**Source**:
===============

A Toronto man is warning people to take a close look at the penalties they'll face for breaking a mortgage before they lock in.

Canada's convoluted rules for prepayment penalties cause issues for consumers, lawyer says

Nadim Kara says he feels his mortgage lender did not give him all the information he needed to know about breaking his mortgage. (Craig Chivers/CBC)

A Toronto man is warning people to take a close look at the penalties they'll face for breaking a mortgage before they lock in, after his paperwork didn't include important information that would have saved him more than $10,000 in fees.

"I was frustrated that a key piece of information hadn't been disclosed to me," Nadim Kara says.

"Particularly as that piece of information wasn't in the mortgage contract so I had done what I thought was my due diligence and you know, I read the papers. I read the contract, I called them, I check in online."

Mortgage contracts have to disclose all information on penalties for ending a mortgage early and how they will be calculated.

Kara didn't know it then, but missing from his mortgage contract was information about a little known rule — homeowners with a fixed term longer than five years can only be charged a penalty of three months' interest if they break their mortgage after the fifth year, not the much higher interest rate differential fee.

===============

**Records supplied**:
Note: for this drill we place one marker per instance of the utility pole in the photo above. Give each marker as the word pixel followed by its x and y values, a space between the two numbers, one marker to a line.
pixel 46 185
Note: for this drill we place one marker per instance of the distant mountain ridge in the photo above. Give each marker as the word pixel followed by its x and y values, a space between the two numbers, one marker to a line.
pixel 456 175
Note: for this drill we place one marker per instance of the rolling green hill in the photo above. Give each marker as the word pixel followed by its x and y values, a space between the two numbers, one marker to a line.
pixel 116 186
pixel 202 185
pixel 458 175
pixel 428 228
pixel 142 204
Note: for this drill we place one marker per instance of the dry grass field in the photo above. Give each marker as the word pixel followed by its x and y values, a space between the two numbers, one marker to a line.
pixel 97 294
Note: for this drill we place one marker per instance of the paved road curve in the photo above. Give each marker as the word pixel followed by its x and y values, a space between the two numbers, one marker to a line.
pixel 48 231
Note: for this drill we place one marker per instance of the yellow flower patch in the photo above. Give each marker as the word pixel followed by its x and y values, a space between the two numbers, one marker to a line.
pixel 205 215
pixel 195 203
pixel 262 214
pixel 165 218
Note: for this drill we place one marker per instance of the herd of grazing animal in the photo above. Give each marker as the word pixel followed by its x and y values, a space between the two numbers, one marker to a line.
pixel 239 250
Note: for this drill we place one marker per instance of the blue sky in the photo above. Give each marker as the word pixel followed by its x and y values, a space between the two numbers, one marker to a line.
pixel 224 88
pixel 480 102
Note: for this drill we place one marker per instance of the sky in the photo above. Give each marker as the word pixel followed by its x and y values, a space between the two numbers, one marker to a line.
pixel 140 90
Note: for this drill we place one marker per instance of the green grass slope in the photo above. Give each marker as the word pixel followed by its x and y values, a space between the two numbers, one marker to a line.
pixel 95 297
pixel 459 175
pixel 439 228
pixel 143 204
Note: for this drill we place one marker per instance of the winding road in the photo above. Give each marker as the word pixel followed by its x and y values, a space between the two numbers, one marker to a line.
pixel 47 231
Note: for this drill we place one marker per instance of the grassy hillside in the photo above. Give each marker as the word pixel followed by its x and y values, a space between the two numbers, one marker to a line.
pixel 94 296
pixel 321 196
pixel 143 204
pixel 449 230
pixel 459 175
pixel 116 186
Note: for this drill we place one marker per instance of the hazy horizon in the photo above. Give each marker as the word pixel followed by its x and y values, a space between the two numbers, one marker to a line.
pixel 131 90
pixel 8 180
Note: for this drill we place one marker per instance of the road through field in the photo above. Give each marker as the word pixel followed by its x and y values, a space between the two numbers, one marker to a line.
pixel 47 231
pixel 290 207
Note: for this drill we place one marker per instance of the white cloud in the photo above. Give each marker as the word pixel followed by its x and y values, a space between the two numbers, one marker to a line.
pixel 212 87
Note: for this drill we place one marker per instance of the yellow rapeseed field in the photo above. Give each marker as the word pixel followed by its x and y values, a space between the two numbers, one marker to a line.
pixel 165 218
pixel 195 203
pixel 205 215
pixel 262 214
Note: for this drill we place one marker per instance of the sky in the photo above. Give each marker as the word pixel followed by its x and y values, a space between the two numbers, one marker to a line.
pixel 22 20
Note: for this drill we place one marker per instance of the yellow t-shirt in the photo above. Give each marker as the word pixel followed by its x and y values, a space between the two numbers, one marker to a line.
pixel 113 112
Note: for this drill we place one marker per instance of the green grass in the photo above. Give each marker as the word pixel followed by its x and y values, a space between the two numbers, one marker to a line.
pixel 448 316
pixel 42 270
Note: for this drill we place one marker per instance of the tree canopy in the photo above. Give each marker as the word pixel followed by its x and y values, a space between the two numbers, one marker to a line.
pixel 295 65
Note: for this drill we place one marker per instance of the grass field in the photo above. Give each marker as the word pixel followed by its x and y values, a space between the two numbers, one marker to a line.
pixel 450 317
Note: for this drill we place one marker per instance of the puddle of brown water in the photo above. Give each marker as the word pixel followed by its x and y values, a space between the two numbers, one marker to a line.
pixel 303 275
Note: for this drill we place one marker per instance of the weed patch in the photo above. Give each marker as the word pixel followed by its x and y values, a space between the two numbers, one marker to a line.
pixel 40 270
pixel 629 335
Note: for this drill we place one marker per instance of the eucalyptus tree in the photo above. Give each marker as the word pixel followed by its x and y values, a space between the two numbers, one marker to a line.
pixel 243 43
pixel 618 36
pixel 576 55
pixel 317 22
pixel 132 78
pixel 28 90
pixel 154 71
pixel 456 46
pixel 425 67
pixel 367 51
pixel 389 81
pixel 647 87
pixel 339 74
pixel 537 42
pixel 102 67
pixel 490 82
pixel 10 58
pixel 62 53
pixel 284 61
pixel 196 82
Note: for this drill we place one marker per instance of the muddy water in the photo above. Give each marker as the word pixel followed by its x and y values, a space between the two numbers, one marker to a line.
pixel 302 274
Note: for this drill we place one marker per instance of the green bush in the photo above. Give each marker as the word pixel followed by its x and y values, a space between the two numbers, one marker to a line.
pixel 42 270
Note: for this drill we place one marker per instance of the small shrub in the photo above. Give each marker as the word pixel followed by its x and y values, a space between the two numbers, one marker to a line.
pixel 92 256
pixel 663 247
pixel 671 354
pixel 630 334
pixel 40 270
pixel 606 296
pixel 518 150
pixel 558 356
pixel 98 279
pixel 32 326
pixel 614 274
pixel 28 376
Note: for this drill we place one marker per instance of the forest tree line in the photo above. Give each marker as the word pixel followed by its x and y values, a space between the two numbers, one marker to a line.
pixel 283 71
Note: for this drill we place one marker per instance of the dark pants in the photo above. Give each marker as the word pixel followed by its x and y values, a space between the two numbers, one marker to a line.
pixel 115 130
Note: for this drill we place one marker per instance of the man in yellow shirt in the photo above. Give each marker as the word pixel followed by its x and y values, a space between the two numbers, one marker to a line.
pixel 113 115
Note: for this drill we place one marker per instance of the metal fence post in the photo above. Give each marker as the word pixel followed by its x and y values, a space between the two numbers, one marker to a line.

===============

**Written task A**: Write out the mortgage article word for word, from "Nadim Kara says he" up to and including "will be calculated.".
**Written task B**: Recast the records from the line with "green grass in" up to and including the line with "pixel 196 82" as a two-column CSV headed request and answer, with one row per record. Put each field in double quotes and replace any line breaks within a field with spaces.

**Full solution A**:
Nadim Kara says he feels his mortgage lender did not give him all the information he needed to know about breaking his mortgage. (Craig Chivers/CBC)

A Toronto man is warning people to take a close look at the penalties they'll face for breaking a mortgage before they lock in, after his paperwork didn't include important information that would have saved him more than $10,000 in fees.

"I was frustrated that a key piece of information hadn't been disclosed to me," Nadim Kara says.

"Particularly as that piece of information wasn't in the mortgage contract so I had done what I thought was my due diligence and you know, I read the papers. I read the contract, I called them, I check in online."

Mortgage contracts have to disclose all information on penalties for ending a mortgage early and how they will be calculated.

**Full solution B**:
request,answer
"Note: for this drill we place one marker per instance of the green grass in the photo above. Give each marker as the word pixel followed by its x and y values, a space between the two numbers, one marker to a line.","pixel 448 316 pixel 42 270"
"Note: for this drill we place one marker per instance of the tree canopy in the photo above. Give each marker as the word pixel followed by its x and y values, a space between the two numbers, one marker to a line.","pixel 295 65"
"Note: for this drill we place one marker per instance of the grass field in the photo above. Give each marker as the word pixel followed by its x and y values, a space between the two numbers, one marker to a line.","pixel 450 317"
"Note: for this drill we place one marker per instance of the puddle of brown water in the photo above. Give each marker as the word pixel followed by its x and y values, a space between the two numbers, one marker to a line.","pixel 303 275"
"Note: for this drill we place one marker per instance of the weed patch in the photo above. Give each marker as the word pixel followed by its x and y values, a space between the two numbers, one marker to a line.","pixel 40 270 pixel 629 335"
"Note: for this drill we place one marker per instance of the eucalyptus tree in the photo above. Give each marker as the word pixel followed by its x and y values, a space between the two numbers, one marker to a line.","pixel 243 43 pixel 618 36 pixel 576 55 pixel 317 22 pixel 132 78 pixel 28 90 pixel 154 71 pixel 456 46 pixel 425 67 pixel 367 51 pixel 389 81 pixel 647 87 pixel 339 74 pixel 537 42 pixel 102 67 pixel 490 82 pixel 10 58 pixel 62 53 pixel 284 61 pixel 196 82"